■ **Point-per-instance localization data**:
________________

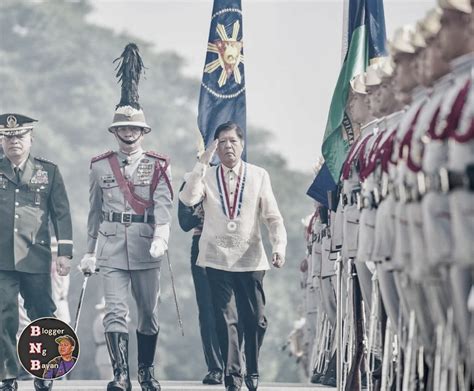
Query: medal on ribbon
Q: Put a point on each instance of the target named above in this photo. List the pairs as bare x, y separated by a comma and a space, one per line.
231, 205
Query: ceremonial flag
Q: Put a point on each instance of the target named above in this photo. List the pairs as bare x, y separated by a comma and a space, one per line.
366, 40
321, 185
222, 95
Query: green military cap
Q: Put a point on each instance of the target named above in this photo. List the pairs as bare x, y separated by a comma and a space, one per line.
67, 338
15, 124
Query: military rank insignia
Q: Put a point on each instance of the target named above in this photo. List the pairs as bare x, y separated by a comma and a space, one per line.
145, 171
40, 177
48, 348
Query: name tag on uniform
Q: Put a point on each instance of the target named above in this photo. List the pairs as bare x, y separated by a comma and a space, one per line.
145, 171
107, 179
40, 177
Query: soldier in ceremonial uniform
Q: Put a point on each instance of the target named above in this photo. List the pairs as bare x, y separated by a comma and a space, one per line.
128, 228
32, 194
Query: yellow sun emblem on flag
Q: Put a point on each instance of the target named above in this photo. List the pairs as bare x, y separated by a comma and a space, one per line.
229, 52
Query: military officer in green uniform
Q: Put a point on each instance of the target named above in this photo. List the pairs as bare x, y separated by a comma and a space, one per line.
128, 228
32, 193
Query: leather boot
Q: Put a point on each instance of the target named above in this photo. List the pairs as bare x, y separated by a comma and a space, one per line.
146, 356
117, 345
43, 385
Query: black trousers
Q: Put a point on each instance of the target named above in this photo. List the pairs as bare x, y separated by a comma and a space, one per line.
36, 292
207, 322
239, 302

________________

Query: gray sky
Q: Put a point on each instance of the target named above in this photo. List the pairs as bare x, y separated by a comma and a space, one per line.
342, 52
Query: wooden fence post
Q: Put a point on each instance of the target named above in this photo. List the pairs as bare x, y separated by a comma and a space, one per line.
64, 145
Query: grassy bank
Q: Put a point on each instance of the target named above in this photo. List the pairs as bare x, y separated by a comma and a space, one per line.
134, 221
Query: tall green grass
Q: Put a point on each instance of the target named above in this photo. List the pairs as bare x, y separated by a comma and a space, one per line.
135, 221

________________

■ **Exercise**: Based on the records above, count the lines in which "military" occurs and provide only the number.

■ **Answer below**: 3